» **Your task**
Print the records below from the line containing "of the distant" through the line containing "[[280, 248]]", matching every character.

» **Data to use**
──────

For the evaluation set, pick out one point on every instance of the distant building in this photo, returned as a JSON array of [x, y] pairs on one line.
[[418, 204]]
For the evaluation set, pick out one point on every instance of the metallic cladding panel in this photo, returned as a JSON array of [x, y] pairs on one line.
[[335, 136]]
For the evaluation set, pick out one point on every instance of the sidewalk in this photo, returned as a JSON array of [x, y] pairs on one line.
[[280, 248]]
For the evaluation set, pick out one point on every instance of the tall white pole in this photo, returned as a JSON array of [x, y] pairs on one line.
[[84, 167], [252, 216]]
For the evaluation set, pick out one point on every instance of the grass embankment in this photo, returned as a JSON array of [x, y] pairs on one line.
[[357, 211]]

──────

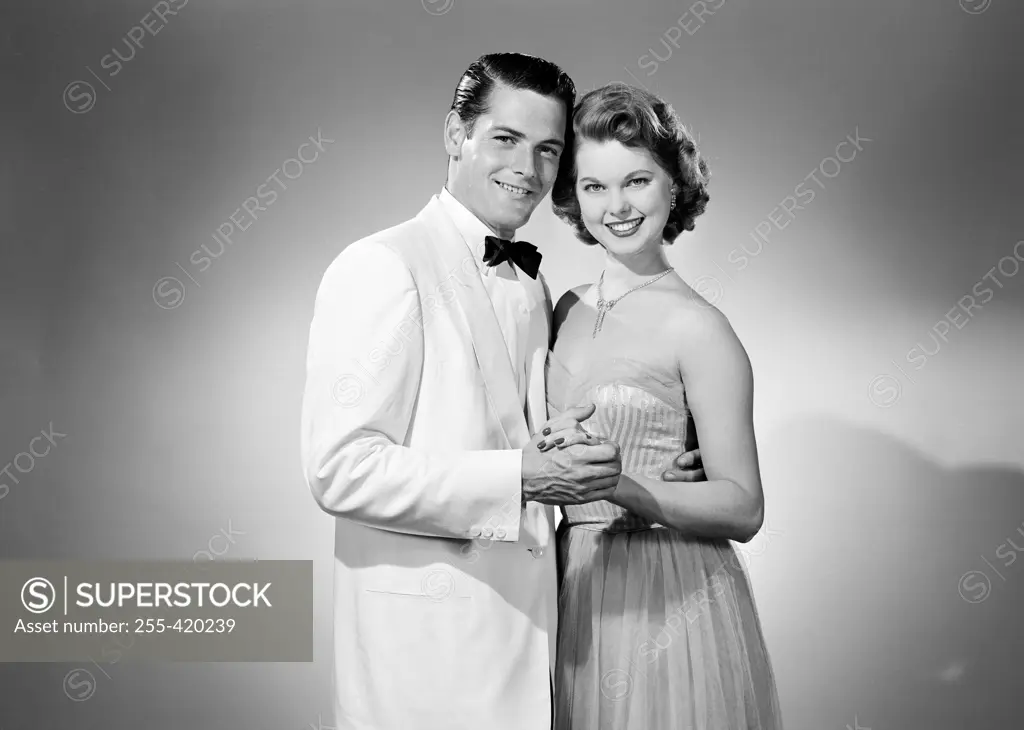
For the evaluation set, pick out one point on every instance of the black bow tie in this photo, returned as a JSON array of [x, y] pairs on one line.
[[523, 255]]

──────

» **Response to this task**
For the evaluation set, pick out one point on every instance of the distant building in this photo, returned as a JSON array of [x, y] pairs on one line.
[[418, 204]]
For the evaluation set, pick out one point on every instance of the metallic cladding panel in this photo, returned as a JSON array of [x, y] pairs on one line.
[[335, 136]]
For the evaluation set, pick out one point on every instance of the sidewalk in this photo, returned as a JSON array of [x, y] pairs on one line.
[[280, 248]]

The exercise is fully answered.